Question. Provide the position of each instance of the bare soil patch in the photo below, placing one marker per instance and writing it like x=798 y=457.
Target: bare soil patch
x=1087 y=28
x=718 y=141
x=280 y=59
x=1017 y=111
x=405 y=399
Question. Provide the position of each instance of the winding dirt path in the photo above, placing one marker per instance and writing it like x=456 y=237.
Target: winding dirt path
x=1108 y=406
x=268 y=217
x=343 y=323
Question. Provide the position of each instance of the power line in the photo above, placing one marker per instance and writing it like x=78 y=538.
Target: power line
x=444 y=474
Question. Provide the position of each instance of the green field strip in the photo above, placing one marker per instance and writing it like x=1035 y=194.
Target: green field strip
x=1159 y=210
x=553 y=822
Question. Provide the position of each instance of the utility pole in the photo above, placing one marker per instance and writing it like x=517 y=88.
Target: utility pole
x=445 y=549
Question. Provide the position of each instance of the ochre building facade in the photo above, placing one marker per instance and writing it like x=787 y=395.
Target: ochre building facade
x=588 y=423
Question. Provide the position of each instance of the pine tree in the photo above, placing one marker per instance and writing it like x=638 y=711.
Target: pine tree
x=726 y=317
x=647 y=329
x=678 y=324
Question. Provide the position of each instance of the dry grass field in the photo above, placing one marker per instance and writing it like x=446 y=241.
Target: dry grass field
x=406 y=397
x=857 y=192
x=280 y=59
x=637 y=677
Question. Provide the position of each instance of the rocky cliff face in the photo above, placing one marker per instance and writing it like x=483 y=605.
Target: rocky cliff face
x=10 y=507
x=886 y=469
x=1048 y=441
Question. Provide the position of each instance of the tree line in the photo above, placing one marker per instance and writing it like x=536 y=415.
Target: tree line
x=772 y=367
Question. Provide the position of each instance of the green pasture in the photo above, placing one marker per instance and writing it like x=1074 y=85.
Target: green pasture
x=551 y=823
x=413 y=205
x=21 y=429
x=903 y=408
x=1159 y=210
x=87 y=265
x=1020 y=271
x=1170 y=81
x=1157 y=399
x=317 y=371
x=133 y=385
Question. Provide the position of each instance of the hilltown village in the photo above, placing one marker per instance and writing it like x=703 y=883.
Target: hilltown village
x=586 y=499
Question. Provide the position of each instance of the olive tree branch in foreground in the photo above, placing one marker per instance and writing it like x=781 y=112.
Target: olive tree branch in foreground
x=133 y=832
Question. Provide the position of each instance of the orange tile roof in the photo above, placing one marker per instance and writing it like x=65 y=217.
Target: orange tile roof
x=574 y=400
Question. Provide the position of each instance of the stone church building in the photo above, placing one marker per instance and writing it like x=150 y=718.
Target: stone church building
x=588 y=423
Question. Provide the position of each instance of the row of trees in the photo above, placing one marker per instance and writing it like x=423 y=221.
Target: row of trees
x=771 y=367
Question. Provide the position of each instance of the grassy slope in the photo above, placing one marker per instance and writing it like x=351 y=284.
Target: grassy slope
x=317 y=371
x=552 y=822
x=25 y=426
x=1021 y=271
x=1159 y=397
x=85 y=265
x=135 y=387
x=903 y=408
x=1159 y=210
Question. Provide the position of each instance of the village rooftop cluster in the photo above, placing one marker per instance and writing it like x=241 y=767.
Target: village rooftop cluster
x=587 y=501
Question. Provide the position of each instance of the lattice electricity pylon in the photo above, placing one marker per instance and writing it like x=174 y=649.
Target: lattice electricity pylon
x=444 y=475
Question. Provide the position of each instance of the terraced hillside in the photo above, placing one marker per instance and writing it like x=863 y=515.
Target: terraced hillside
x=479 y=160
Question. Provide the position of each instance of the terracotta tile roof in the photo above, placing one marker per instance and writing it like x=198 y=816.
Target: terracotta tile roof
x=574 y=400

> **DIRECTIVE**
From the preceding material, extract every line exactly.

> **FINISHED ANSWER**
Question. Provide the position of each instance of the bare soil patch in the photo below, placing one marker per instance and writing it like x=798 y=457.
Target: bare soil patch
x=1087 y=28
x=718 y=141
x=280 y=59
x=1017 y=111
x=405 y=399
Question. Provide the position of each instance of the winding dirt path in the photo above, placing one marker per instance and writing it like x=456 y=237.
Target: winding dirt path
x=1108 y=406
x=268 y=217
x=343 y=323
Question. Provide the position of each instance of the power line in the photo above, placing one marker per instance and writing it like x=78 y=538.
Target: power line
x=444 y=474
Question. Provide the position of each instance of the green field strip in the photo above, placing one marker per instance and writing it like x=1035 y=194.
Target: green field strip
x=1159 y=210
x=553 y=822
Question. Provide the position of each instance of the utility pole in the photo above, placing one marker per instance and writing it like x=517 y=88.
Target: utility pole
x=445 y=549
Question. Provide the position of each instance of the ochre building facade in the photo above, placing one marker per instance and writing it like x=787 y=395.
Target: ochre building facade
x=588 y=423
Question. Provide the position of each instance of the pine tree in the photo above, placing one marker per instance and writing it like x=638 y=711.
Target: pine tree
x=726 y=317
x=647 y=329
x=678 y=324
Question. Provide the position of each instance of the dry grass field in the photo above, placing one marker per instance and writing it like x=446 y=241.
Target: dry grass field
x=406 y=397
x=857 y=192
x=280 y=59
x=637 y=677
Question. Provide the position of each instance of the rocky cliff face in the photo above, placing one marker per instance and writing it like x=483 y=605.
Target: rocky cliff face
x=10 y=507
x=886 y=469
x=1048 y=441
Question. Provide the position of each instance of the tree line in the photo above, placing one marker per instance and writing it like x=536 y=415.
Target: tree line
x=772 y=367
Question. Provide the position of each instance of the green pasture in the photo above, placing one marker per instance and writing it like x=1074 y=85.
Target: green pasture
x=551 y=823
x=413 y=205
x=21 y=429
x=903 y=408
x=1159 y=210
x=87 y=265
x=1020 y=271
x=1170 y=81
x=1157 y=399
x=317 y=371
x=133 y=385
Question. Provide the position of each instance of the hilltown village in the photo above, placing one marker per instance and writing it like x=703 y=883.
Target: hilltown village
x=586 y=499
Question. Provide the position of each instance of the olive tree branch in foreground in the photo above, placing one marker per instance and writing it like x=781 y=112.
Target: olive tree branch in foreground
x=133 y=832
Question. Provide the position of each instance of the orange tile roof in the photo above, placing one marker per instance and writing it like x=65 y=217.
Target: orange tile roof
x=574 y=400
Question. Provide the position of each instance of the stone church building in the photo above, placing one marker per instance and writing it like x=150 y=718.
Target: stone church building
x=588 y=423
Question. Provide the position of each instance of the row of trees in the photo above, placing one marker per instance and writing it like x=423 y=221.
Target: row of trees
x=771 y=367
Question. Provide the position of each instance of the grassy slope in the photo above, placing one marker per instance and writing it like x=351 y=284.
Target: grassy slope
x=317 y=371
x=552 y=822
x=25 y=426
x=1021 y=271
x=1159 y=397
x=85 y=265
x=135 y=387
x=903 y=408
x=1159 y=210
Question. Provide the position of each instance of the village rooftop cluster in the photo above, placing one marker per instance and writing it like x=241 y=767.
Target: village rooftop cluster
x=587 y=501
Question. Provide the position of each instance of the lattice electricity pylon in the photo above, placing one marker per instance and writing it like x=174 y=649.
Target: lattice electricity pylon
x=444 y=475
Question. Provide the position of each instance of the terraced hillside in the photo above, placing one marker per instance and writing it like x=863 y=515.
Target: terraced hillside
x=479 y=160
Question. Provide the position of each instance of the terracotta tile roof in the photo above, placing one marker per instance and writing it like x=198 y=816.
Target: terracotta tile roof
x=574 y=400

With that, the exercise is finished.